JOB 1 -
What share of the radioactive waste volume does high-level waste make up, according to the spent nuclear fuel text?

Scientific references

Indicator definition

The indicator measures spent nuclear fuel arising from nuclear electricity production in the Member States that had nuclear powered electricity production capacity between 1990 and 2009 (data for Bulgaria missing). It provides an indication of the situation of radioactive waste accumulation and storage.

Original measurement units:
                Spent fuel: tonnes of heavy metal (tHM)
                Nuclear electricity generation: terawatt hours (TWh)


According to the World Energy Council http://www.worldenergy.org nuclear waste falls into the following four broad categories:

  • Very low-level waste (VLLW) contains negligible amounts of radioactivity, which can, depending on the clearance level, be disposed of in a dedicated surface site or with domestic refuse.

  • Low-level waste (LLW) contains small amounts of radioactivity and negligible amounts of long-lived waste.

  • Intermediate-level waste (ILW) contains higher amounts of radioactivity and does require shielding in the form of lead, concrete or water. It is further categorised into short-lived and long-lived. The former is dealt with in a similar way to LLW and the latter to HLW.

  • High-level waste (HLW) is highly radioactive, contains long-lived radioactivity and generates a considerable amount of heat.

HLW accounts for 10% by volume of radioactive waste generated and contains about 99% of the total radioactivity. This includes fission products and spent fuel.

Units

 Spent fuel: tonnes of heavy metal (tHM)
 Nuclear electricity generation: terawatt hours (TWh)

 

Policy context and targets

Context description

Decisions concerning the use of nuclear energy are up to Member States: the principle of subsidiary grants member states autonomy in deciding their energy mix.

Public concern about environmental and safety considerations has led to plans to phase out nuclear power in certain Member States (such as Germany, Spain, Sweden and Belgium), with some others either declaring or considering moratoria on the building of new nuclear plants. On 30th May 2011, the German government decided to stand by the previous government’s plans to close all reactors by 2022 (WNA 2011). Italy completely phased-out nuclear power following a referendum in 1987. In Sweden the Barseback nuclear power plant closed in 2005. Sweden is the only country to have a tax discriminating against nuclear power.

On the other hand, some Member States are currently discussing the construction of new nuclear capacity. In Finland (Olikiluoto-3) and France (Flamanville-3), the process of building additional capacity, based on new nuclear designs such as the European Pressurised Water Reactor (EPR), is ongoing. Both are planned to start-up in 2012. Furthermore, in Romania, the Cernavoda 2 reactor was completed in 2007. Meanwhile, several countries, like the Netherlands, Belgium and Hungary have decided to extend the life-time of existing NPPs. Lithuania, Latvia, Estonia and Poland agreed in 2007 on the construction of a NPP (Visaginas) in Lithuania. The Advanced Boiling Water Reactor is expected to operate from 2020. Bulgaria also plans to build two new reactors (Belene 1 and 2) and there has been strong governmental support for nuclear. The most up to date information on NPPs can be found in the Power Reactor Information System (PRIS) of the IAEA (IAEA, 2009).

On June 25th 2009 the European Council adopted Directive for setting up a Community framework for nuclear safety (COM(2008) 790 final). The Directive is a major step for achieving a common legal framework and a strong safety culture in Europe.

Main policy documents

  • EURATOM Treaty (1957)

The Euratom Treaty helps to pool knowledge, infrastructure and funding of nuclear energy. It ensures the security of atomic energy supply within the framework of a centralised monitoring system.

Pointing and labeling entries
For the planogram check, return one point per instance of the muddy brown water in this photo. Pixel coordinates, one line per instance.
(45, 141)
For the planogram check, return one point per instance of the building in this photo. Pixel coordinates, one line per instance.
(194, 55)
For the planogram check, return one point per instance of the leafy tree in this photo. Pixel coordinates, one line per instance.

JOB 2 -
Render the records as a numbered list, starting with the line that contains "of the building" and going on through the end of the records, leaving out blank lines.

TASK RESPONSE 1 -
10% by volume.

TASK RESPONSE 2 -
1. For the planogram check, return one point per instance of the building in this photo. Pixel coordinates, one line per instance.
2. (194, 55)
3. For the planogram check, return one point per instance of the leafy tree in this photo. Pixel coordinates, one line per instance.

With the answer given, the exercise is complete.